### Excerpted records
• • • • • • •

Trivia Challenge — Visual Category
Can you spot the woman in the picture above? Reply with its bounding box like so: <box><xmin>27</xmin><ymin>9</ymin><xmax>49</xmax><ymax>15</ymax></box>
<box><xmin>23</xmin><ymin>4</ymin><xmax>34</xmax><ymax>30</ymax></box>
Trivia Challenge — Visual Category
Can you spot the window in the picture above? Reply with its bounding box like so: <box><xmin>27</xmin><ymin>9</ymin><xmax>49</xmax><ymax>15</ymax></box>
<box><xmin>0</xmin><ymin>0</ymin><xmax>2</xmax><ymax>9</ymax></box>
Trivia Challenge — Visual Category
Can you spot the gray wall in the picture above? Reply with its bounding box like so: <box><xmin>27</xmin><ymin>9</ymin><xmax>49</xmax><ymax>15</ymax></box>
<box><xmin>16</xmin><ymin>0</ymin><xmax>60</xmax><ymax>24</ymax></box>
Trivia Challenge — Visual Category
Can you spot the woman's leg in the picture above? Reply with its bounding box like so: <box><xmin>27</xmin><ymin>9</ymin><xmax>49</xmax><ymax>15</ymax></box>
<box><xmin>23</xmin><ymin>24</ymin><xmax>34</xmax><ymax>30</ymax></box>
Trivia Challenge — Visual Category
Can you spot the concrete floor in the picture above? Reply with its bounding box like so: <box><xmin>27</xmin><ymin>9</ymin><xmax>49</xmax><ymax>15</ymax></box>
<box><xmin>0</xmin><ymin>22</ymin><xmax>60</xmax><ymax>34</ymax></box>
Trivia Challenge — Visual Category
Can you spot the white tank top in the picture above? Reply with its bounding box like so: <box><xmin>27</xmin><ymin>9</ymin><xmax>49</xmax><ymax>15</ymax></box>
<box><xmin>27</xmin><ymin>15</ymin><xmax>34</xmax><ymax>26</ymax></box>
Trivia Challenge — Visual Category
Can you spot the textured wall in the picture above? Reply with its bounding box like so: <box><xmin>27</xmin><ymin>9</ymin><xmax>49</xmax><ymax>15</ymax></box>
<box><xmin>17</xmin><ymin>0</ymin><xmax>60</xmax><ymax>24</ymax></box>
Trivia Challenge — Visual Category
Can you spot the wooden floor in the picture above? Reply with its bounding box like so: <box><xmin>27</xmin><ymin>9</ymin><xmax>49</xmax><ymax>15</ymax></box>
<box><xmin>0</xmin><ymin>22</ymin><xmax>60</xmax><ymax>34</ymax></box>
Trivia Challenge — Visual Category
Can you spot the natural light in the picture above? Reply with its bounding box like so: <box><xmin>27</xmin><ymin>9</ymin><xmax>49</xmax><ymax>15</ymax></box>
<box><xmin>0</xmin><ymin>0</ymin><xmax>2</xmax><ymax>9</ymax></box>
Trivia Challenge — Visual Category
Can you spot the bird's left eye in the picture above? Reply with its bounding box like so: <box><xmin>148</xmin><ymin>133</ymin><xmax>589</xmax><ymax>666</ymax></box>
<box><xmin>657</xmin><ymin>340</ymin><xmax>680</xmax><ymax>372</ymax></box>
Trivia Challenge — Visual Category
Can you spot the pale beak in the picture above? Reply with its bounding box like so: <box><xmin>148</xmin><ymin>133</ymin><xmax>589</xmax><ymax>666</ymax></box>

• • • • • • •

### Work instructions
Identify each line in the rows above that contains the word "floor", and copy every such line.

### Response
Can you spot the concrete floor in the picture above? Reply with its bounding box like so: <box><xmin>27</xmin><ymin>9</ymin><xmax>49</xmax><ymax>15</ymax></box>
Can you spot the wooden floor in the picture above? Reply with its bounding box like so: <box><xmin>27</xmin><ymin>9</ymin><xmax>49</xmax><ymax>15</ymax></box>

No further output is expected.